**PARTS OF THE EXERCISE:**
• A. In the article on Shelter's album Mantra, which label was Mantra the band's first album for?
• B. Continue the article on Shelter's album Mantra from its last sentence.

**EXTRACT:**
○ ○ ○ ○

Studio album by Shelter
- Released: August 8, 1995
- Genre: Melodic hardcore, hardcore punk, Krishnacore
- Length: 30:29
- Label: Roadrunner, Supersoul
- Producer: Tom Soares, John "Porcell" Porcelly

Shelter chronology
| Attaining The Supreme (1993) | Mantra (1995) | Beyond Planet Earth (1997) |

= Mantra (Shelter album) =

Mantra is an album by New York City hardcore punk band Shelter. Released in 1995, it was the band's first album for Roadrunner.

Lyrically the album focuses mainly on Hare Krishna religious philosophy and social commentary on Western civilization — including a manifesto entitled Supersoul in the album's booklet, authored by band's frontman Ray Cappo. The first song, "Message of the Bhagavad", is introduced by an excerpt of a Bhagavad Gita verses reading.

○ ○ ○ ○

**DATA EXTRACT:**

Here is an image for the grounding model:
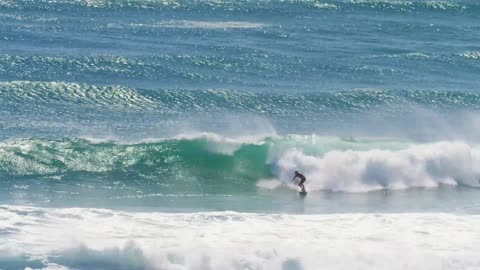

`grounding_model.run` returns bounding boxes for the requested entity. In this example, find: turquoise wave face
[0,134,480,194]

○ ○ ○ ○

**OUTPUTS BY TASK:**
• A. Roadrunner

• B.
Mantra was distributed in Brazil featuring two bonus tracks, expanding the listing from 11 to 13. Howerever, the lyrics for tracks #12 and #13 were not included in the booklet. By the time of the release, the band hadn't played live in the country yet, which happened for the first time in 1996.

Professional ratings
Review scores
| Source | Rating |
| AllMusic | Star |
| Drowned in Sound | 9/10 |

==Critical reception==
Trouser Press wrote that Cappo "is an articulate and principled spokesman for transcendental thought set to a tough 4/4 beat." In a retrospective review, Ox-Fanzine called Mantra "a tame rock album from another time."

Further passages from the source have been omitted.